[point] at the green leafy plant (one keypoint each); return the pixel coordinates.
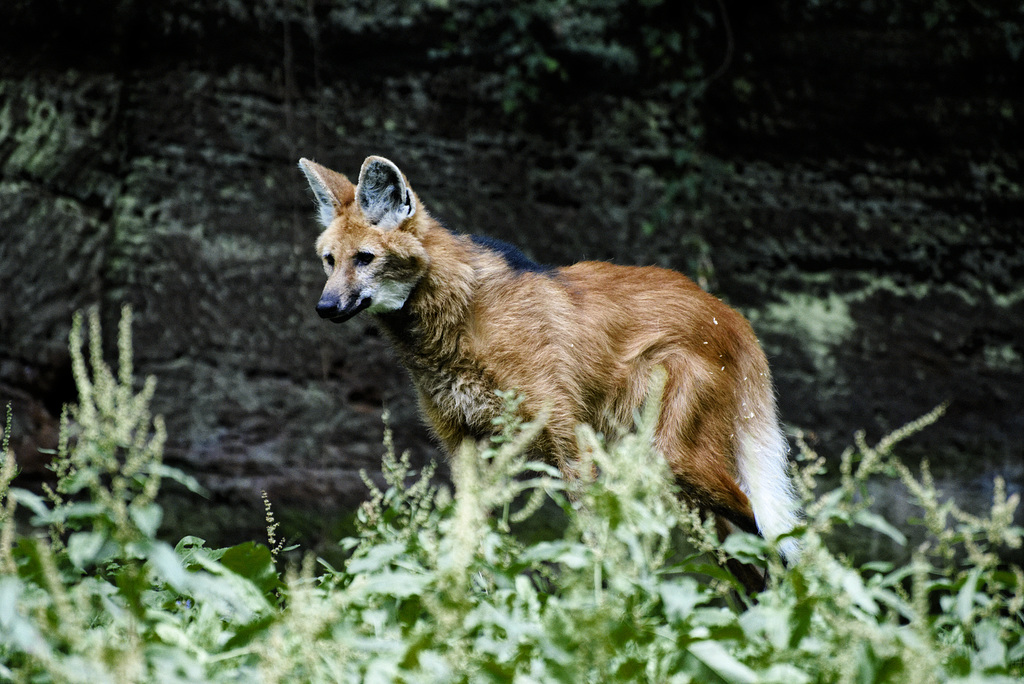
(438, 587)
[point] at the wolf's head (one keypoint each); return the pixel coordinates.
(371, 246)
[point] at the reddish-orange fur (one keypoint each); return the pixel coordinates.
(579, 342)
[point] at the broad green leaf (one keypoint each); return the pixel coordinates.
(715, 655)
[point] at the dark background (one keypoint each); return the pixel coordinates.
(848, 176)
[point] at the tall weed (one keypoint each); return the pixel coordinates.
(439, 587)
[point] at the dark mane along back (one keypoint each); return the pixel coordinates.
(515, 259)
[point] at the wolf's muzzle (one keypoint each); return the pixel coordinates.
(331, 307)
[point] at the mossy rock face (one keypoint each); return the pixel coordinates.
(867, 222)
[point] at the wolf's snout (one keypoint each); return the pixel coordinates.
(334, 309)
(329, 306)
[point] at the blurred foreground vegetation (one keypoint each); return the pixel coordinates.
(438, 587)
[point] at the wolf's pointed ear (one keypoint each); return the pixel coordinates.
(383, 194)
(333, 190)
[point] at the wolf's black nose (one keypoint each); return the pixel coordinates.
(329, 306)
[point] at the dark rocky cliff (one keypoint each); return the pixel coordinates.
(851, 182)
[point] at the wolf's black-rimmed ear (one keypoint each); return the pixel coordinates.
(383, 194)
(333, 190)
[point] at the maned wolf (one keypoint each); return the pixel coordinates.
(469, 315)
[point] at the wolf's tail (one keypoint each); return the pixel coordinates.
(764, 478)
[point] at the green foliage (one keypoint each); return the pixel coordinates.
(542, 45)
(438, 587)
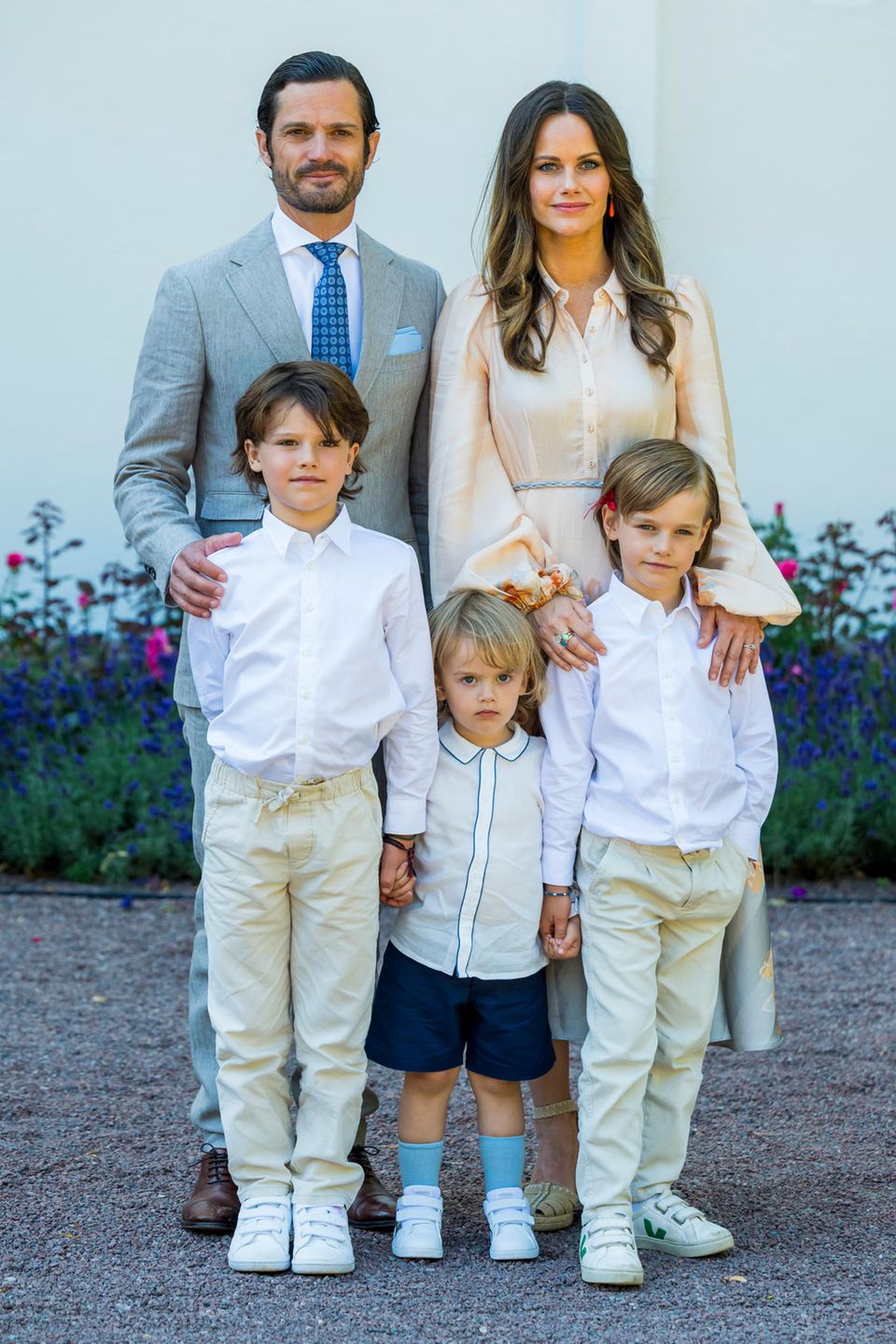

INSTRUCTIONS FOR THE TASK -
Once the pictures are set aside, repeat the data above exactly as written.

TASK OUTPUT -
[point] at the green leafy plant (one keypoint each); return the pixel coordinates.
(438, 587)
[point] at the wolf's head (one keypoint each); return the pixel coordinates.
(371, 246)
[point] at the reddish-orange fur (one keypoint each); return the pixel coordinates.
(579, 342)
[point] at the broad green leaf (one keypoint each); return the pixel coordinates.
(715, 655)
[point] at the dark background (one keypoint each); return the pixel coordinates.
(848, 176)
[point] at the tall weed (one keypoint each); return the pixel coordinates.
(439, 587)
[point] at the dark mane along back (one keypoint each); return the pixel coordinates.
(515, 259)
[point] at the wolf's muzzle (one keypoint each); return the pixel coordinates.
(331, 307)
[point] at the mossy rock face (one keypoint each); return the pixel coordinates.
(867, 222)
[point] at the wolf's snout (one keypoint each); return the pixel coordinates.
(334, 309)
(329, 306)
[point] at the blurred foreground vegetation (one keypoint each); return the pixel coordinates.
(438, 587)
[point] at the wolf's pointed ear (one keypoint each); return the pixel coordinates.
(383, 194)
(333, 190)
[point] at the wolf's black nose (one keypoint each); return the pixel coordinates.
(329, 306)
[point] at the dark rocky cliff (one keypoint each); return the pixel coordinates.
(851, 182)
[point] at the wolf's black-rimmed ear (one keypoint each); return the pixel coordinates.
(383, 194)
(333, 190)
[point] at the maned wolf (one keypoint each); return the pixel coordinates.
(469, 315)
[point] at the wolf's tail (one keypoint each); return the pixel coordinates.
(764, 478)
[point] at the green foliage (one keypoint each); return the pixel coordinates.
(542, 45)
(438, 587)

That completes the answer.